§ Instrucción A
Copia todas las líneas de los registros tal cual, sin cambiar ningún carácter.

§ Fragmento del documento
○ ○ ○ ○

Textos

  • De un sermón sobre el Apóstol San Pablo

    (Traducción de V. Forcada Comins del publicado en SANCTI VINCENTI FERRARII, Opera Omnia. T.III. Rocabertí ed., Valencia 1695, 319-327)

    Pablo cumplió mejor que nadie el mandato que Cristo dio a sus Apóstoles poco antes de subir a los cielos: Id por el mundo universo y predicad el Evangelio a toda criatura (Mc 16,15). En esta frase evangélica hay tres cláusulas que indican a los predicadores el programa que deben seguir.

    Primera: Id por el mundo universo. Pues si el sol estuviera quieto en un lugar, no daría calor a todo el mundo: una parte se quemaría y la otra estaría fría. El sol recorre todo el mundo, iluminando, calentando y haciendo germinar y fructificar. Del mismo modo, los buenos religiosos de vida apostólica deben ir por todo el mundo. Tengan cuidado, no se lo impida el afán de comodidad. Vayan por el mundo entero: iluminando en la fe católica, calentando en la caridad y haciendo fructificar en las obras de misericordia. Cuanto más delicado y excelente es un manjar, tanto más ha de ser removido en la olla, para que no se adhiera a sus paredes. Así también, si alguien es delicado en la devoción y excelente en la ciencia y estimable por su predicación, es necesario que se traslade de un lugar a otro y así no se adherirá, porque si recibe familiaridad de alguna hija espiritual o de algunas otras personas, perderá la devoción y pensará: Ya que he de permanecer aquí, necesito una celda, o un granero para guardar el grano, el vino, etc. De este modo, por las familiaridades se pegará a la olla y se quemará, pues el amor que debía poner en Dios lo pone en las creaturas. Mas cuando la predicación le obliga a trasladarse, no recoge dinero ni cosas semejantes pues llevaría la muerte consigo ya que los salteadores caerán sobre él; ni adquiere familiaridades ni se preocupa de graneros. Por eso dice: Id por el mundo universo. Oseas dice de modo figurado: Efraím es como torta a la que no se dio vuelta, Los extraños devoran su sustancia sin que él se dé cuenta; ya tiene canas, sin que él lo haya advertido (Os 7,8).

○ ○ ○ ○

§ Datos extraídos
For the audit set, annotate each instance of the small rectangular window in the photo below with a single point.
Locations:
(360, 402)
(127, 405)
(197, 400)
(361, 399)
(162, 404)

○ ○ ○ ○

§ Instrucción B
Según el sermón, ¿qué hace el sol al recorrer todo el mundo?

§ Respuesta correcta A
For the audit set, annotate each instance of the small rectangular window in the photo below with a single point.
Locations:
(360, 402)
(127, 405)
(197, 400)
(361, 399)
(162, 404)

§ Respuesta correcta B
Ilumina, calienta y hace germinar y fructificar.